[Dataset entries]
● ● ● ● ●
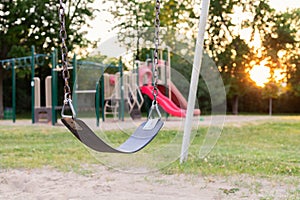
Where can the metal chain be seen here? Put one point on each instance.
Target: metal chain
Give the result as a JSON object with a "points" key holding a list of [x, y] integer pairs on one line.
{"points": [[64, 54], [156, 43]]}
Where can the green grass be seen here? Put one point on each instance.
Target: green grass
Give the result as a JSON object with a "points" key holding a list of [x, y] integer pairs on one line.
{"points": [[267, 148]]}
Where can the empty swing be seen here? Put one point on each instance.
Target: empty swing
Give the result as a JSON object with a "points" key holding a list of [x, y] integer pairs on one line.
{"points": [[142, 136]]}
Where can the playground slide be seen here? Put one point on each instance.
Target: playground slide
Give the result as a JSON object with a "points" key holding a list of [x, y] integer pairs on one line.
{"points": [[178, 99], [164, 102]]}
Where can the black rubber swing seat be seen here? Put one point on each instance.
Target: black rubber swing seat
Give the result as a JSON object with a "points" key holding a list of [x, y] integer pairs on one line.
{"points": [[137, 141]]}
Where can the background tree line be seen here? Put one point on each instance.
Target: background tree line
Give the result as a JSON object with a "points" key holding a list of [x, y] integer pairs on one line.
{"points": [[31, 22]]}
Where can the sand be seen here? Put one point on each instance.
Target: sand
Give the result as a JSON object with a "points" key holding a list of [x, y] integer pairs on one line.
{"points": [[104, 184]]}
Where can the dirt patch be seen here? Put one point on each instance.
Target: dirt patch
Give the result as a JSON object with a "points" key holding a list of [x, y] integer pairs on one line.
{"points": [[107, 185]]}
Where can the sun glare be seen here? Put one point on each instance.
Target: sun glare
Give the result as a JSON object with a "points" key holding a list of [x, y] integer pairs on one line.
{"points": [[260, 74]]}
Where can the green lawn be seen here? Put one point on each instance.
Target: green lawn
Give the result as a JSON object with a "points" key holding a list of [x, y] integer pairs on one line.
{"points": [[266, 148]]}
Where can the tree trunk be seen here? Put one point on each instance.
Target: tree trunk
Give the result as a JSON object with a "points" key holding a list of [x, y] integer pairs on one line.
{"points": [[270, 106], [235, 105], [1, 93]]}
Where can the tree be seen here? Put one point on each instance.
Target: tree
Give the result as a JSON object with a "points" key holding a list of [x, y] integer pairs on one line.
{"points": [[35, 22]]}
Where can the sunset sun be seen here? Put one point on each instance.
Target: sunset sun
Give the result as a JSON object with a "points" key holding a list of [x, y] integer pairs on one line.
● ● ● ● ●
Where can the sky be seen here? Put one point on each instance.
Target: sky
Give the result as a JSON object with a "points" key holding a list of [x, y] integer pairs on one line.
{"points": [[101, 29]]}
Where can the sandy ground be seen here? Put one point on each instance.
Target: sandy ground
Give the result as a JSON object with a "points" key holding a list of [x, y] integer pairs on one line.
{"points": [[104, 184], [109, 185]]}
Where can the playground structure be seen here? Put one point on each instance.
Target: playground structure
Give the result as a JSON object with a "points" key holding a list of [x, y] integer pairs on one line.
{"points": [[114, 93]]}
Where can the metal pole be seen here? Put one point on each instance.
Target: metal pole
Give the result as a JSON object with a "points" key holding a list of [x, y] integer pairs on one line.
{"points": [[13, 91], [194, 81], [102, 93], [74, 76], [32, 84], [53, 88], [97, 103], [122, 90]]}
● ● ● ● ●
WORK REQUEST: Among the lines above, repeat exactly those from the line with "Where can the metal chain" to the line with "Target: black rubber swing seat", counting both ends.

TASK RESULT:
Where can the metal chain be seen here? Put one point on each instance.
Target: metal chain
Give the result as a JSON object with a "points" key holding a list of [x, y] integer pairs on one line.
{"points": [[64, 54], [156, 43]]}
Where can the green grass be seen here? Put one point on each instance.
Target: green grass
Give the result as a JSON object with a "points" key holding a list of [x, y] integer pairs on one line.
{"points": [[267, 148]]}
Where can the empty swing be seen here? Put one point on each instance.
Target: empty swing
Give the result as a JSON object with a "points" key holding a list of [x, y] integer pairs on one line.
{"points": [[142, 136]]}
Where can the playground slide be seen here? Put one point on each instance.
Target: playground slide
Give the result as a JSON object with a "points" key holding a list of [x, y] integer pairs on one line.
{"points": [[178, 99], [164, 102]]}
Where can the black rubber swing seat be seen here? Put one point on each instance.
Target: black rubber swing seat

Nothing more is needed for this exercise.